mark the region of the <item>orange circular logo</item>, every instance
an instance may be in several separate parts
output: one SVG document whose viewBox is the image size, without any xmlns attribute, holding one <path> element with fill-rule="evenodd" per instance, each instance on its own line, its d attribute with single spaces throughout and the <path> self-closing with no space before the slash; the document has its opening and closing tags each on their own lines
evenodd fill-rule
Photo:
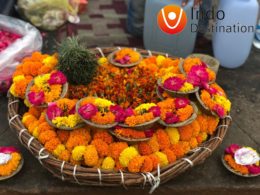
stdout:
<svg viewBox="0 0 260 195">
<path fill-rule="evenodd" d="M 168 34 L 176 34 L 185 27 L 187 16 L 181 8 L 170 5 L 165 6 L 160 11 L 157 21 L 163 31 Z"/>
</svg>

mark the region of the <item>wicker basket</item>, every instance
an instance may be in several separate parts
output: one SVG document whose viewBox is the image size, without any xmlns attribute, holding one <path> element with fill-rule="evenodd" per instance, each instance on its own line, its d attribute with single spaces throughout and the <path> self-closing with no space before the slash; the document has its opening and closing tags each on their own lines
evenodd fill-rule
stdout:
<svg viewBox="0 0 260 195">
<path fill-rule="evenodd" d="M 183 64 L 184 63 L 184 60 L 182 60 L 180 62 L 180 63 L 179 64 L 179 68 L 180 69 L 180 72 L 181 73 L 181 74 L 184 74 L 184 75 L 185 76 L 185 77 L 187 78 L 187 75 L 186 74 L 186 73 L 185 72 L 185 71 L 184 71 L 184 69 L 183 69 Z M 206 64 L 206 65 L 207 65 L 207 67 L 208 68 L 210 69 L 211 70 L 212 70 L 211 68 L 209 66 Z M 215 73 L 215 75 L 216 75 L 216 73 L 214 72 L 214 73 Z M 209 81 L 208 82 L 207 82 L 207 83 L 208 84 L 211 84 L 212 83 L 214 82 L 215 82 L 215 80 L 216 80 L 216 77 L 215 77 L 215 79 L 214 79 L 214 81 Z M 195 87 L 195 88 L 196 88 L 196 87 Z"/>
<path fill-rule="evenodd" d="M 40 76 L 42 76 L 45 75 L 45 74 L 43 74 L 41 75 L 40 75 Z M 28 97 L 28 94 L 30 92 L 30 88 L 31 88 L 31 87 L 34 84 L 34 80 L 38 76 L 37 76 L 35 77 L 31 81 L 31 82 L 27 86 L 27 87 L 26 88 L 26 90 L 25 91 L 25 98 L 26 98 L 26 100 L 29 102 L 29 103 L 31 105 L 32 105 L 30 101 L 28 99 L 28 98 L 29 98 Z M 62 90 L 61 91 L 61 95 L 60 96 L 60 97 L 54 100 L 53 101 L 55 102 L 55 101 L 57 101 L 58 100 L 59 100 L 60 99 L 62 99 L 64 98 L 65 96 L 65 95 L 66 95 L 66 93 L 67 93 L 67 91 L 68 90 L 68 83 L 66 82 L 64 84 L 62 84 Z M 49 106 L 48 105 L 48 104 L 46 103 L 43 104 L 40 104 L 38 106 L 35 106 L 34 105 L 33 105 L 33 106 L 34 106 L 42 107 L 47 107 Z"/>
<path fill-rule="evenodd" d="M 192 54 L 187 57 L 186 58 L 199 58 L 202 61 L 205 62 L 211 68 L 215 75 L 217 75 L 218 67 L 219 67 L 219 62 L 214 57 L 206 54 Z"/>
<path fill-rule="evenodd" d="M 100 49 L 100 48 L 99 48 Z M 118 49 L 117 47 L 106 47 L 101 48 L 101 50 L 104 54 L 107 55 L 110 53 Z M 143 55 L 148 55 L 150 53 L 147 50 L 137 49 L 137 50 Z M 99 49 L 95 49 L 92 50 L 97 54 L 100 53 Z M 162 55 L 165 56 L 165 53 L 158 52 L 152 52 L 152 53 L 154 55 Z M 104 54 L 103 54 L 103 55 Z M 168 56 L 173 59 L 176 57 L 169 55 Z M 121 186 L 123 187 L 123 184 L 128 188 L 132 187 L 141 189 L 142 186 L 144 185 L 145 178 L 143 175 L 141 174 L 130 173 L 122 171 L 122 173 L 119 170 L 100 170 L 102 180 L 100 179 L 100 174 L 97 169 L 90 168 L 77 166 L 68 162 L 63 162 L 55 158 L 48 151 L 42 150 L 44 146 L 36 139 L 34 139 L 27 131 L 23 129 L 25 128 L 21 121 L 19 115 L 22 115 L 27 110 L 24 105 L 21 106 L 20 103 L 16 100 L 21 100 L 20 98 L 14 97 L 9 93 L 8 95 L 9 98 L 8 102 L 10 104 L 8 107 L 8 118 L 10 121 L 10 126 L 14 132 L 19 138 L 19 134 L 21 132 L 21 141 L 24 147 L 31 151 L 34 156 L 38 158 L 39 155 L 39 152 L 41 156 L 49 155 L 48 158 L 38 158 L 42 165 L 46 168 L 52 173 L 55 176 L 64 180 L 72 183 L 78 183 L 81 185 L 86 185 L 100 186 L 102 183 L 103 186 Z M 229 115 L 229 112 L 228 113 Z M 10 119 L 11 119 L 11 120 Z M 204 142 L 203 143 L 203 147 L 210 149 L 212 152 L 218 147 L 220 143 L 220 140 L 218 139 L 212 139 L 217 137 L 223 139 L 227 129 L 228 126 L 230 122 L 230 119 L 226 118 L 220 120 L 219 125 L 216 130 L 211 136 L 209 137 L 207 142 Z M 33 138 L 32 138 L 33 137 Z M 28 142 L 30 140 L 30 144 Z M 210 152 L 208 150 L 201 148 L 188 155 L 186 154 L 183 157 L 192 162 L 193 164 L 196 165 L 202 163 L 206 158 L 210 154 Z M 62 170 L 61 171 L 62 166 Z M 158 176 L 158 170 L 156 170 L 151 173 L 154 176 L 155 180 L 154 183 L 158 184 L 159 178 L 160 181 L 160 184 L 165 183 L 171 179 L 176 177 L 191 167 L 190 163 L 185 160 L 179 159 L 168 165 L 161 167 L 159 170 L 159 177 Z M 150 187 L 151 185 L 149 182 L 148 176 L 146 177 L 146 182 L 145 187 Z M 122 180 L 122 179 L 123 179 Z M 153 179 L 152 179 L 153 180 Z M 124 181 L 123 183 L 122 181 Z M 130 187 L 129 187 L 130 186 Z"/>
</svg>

• _Problem description_:
Repeat the records above verbatim, with no pictures in the result.

• _Solved problem_:
mark the region of the <item>orange circular logo</item>, every instance
an instance may be in several separate parts
output: one SVG document whose viewBox is the image size, without any xmlns attribute, holding one <path> element with fill-rule="evenodd" per instance, each instance on its own line, its d attribute with single spaces throughout and the <path> self-closing with no space before the slash; the document has its opening and closing tags each on their own lines
evenodd fill-rule
Photo:
stdout:
<svg viewBox="0 0 260 195">
<path fill-rule="evenodd" d="M 168 34 L 176 34 L 185 27 L 187 16 L 181 8 L 170 5 L 165 6 L 160 11 L 157 21 L 163 31 Z"/>
</svg>

mark the region of the <item>wicker basket</item>, every instance
an instance may be in several separate parts
output: one SVG document whose viewBox is the image size, without any xmlns attribute, holding one <path> element with fill-rule="evenodd" per instance, each instance on its own line, its d attribute with single spaces throughout and the <path> self-closing with no space before the slash; the document has its opening and closing tags each on their own lines
evenodd fill-rule
stdout:
<svg viewBox="0 0 260 195">
<path fill-rule="evenodd" d="M 183 64 L 184 63 L 184 60 L 182 60 L 180 62 L 180 63 L 179 64 L 179 68 L 180 69 L 180 72 L 181 73 L 181 74 L 184 74 L 184 75 L 185 76 L 185 77 L 187 78 L 187 75 L 186 74 L 186 73 L 185 72 L 185 71 L 184 71 L 184 69 L 183 69 Z M 206 64 L 206 65 L 207 65 L 207 67 L 208 68 L 210 69 L 211 70 L 212 70 L 211 68 L 209 66 Z M 215 73 L 215 75 L 216 75 L 216 73 L 214 72 L 214 73 Z M 209 81 L 208 82 L 207 82 L 207 83 L 208 84 L 211 84 L 212 83 L 214 82 L 215 82 L 215 80 L 216 80 L 216 77 L 215 77 L 215 79 L 214 79 L 214 81 Z M 195 87 L 195 88 L 196 88 L 196 87 Z"/>
<path fill-rule="evenodd" d="M 40 76 L 42 76 L 45 75 L 45 74 L 43 74 L 41 75 L 40 75 Z M 28 97 L 28 94 L 30 92 L 30 88 L 31 88 L 31 87 L 34 84 L 34 80 L 38 76 L 37 76 L 35 77 L 31 81 L 31 82 L 27 86 L 27 87 L 26 88 L 26 90 L 25 91 L 25 98 L 26 98 L 26 100 L 29 102 L 29 103 L 31 105 L 32 105 L 30 101 L 28 99 L 28 98 L 29 98 Z M 62 90 L 61 91 L 61 95 L 60 96 L 60 97 L 54 100 L 53 101 L 55 102 L 55 101 L 57 101 L 58 100 L 59 100 L 60 99 L 62 99 L 64 98 L 65 96 L 65 95 L 66 95 L 66 93 L 67 93 L 67 91 L 68 90 L 68 83 L 66 82 L 64 84 L 62 84 Z M 49 106 L 48 105 L 48 104 L 46 103 L 43 104 L 40 104 L 38 106 L 35 106 L 34 105 L 33 105 L 33 106 L 34 106 L 42 107 L 47 107 Z"/>
<path fill-rule="evenodd" d="M 192 54 L 187 57 L 186 58 L 199 58 L 202 61 L 205 62 L 211 68 L 215 75 L 217 75 L 218 67 L 219 67 L 219 62 L 214 57 L 206 54 Z"/>
<path fill-rule="evenodd" d="M 100 49 L 100 48 L 99 48 Z M 118 49 L 117 47 L 106 47 L 101 48 L 101 50 L 104 54 L 107 55 L 110 53 Z M 143 55 L 148 55 L 150 53 L 147 50 L 137 49 L 137 50 Z M 99 49 L 95 49 L 92 50 L 97 54 L 100 53 Z M 162 55 L 165 56 L 165 53 L 158 52 L 152 52 L 152 53 L 154 55 Z M 104 54 L 103 54 L 103 55 Z M 168 56 L 173 59 L 176 57 L 169 55 Z M 121 186 L 123 187 L 123 184 L 128 188 L 132 187 L 141 189 L 142 186 L 144 185 L 145 178 L 143 175 L 141 174 L 130 173 L 122 171 L 122 173 L 119 170 L 100 170 L 102 180 L 100 179 L 100 174 L 97 169 L 90 168 L 77 166 L 68 162 L 63 162 L 55 158 L 48 151 L 42 150 L 44 146 L 36 139 L 34 139 L 27 131 L 23 129 L 25 128 L 21 121 L 19 115 L 22 115 L 27 110 L 24 105 L 21 106 L 20 103 L 16 100 L 21 100 L 20 98 L 14 97 L 9 93 L 8 95 L 9 98 L 8 102 L 10 104 L 8 107 L 8 118 L 10 121 L 10 126 L 14 132 L 19 138 L 19 134 L 21 132 L 21 141 L 24 147 L 31 151 L 34 156 L 38 158 L 39 155 L 39 152 L 41 156 L 49 155 L 48 158 L 38 158 L 42 165 L 46 168 L 52 173 L 55 176 L 64 180 L 72 183 L 78 183 L 81 185 L 86 185 L 100 186 L 102 183 L 103 186 Z M 229 115 L 229 112 L 228 113 Z M 10 119 L 11 119 L 11 120 Z M 204 142 L 203 143 L 203 147 L 210 149 L 212 152 L 218 147 L 220 143 L 220 140 L 218 139 L 212 139 L 217 137 L 223 139 L 227 129 L 228 126 L 230 122 L 230 119 L 226 118 L 220 120 L 219 125 L 216 130 L 211 136 L 209 137 L 207 142 Z M 33 138 L 32 138 L 33 137 Z M 28 142 L 30 140 L 30 144 Z M 210 152 L 208 150 L 201 148 L 188 155 L 186 154 L 183 157 L 192 162 L 193 164 L 196 165 L 202 163 L 206 158 L 210 154 Z M 62 170 L 61 171 L 62 166 Z M 158 176 L 158 170 L 156 170 L 151 173 L 154 176 L 155 180 L 154 183 L 158 184 L 159 178 L 160 181 L 160 184 L 165 183 L 171 179 L 176 177 L 191 167 L 190 163 L 185 160 L 179 159 L 168 165 L 161 167 L 159 170 L 159 177 Z M 150 187 L 151 185 L 149 182 L 148 176 L 146 177 L 146 182 L 145 187 Z M 122 180 L 122 179 L 123 179 Z M 153 179 L 152 179 L 153 180 Z M 124 181 L 123 183 L 122 181 Z M 130 187 L 129 187 L 130 186 Z"/>
</svg>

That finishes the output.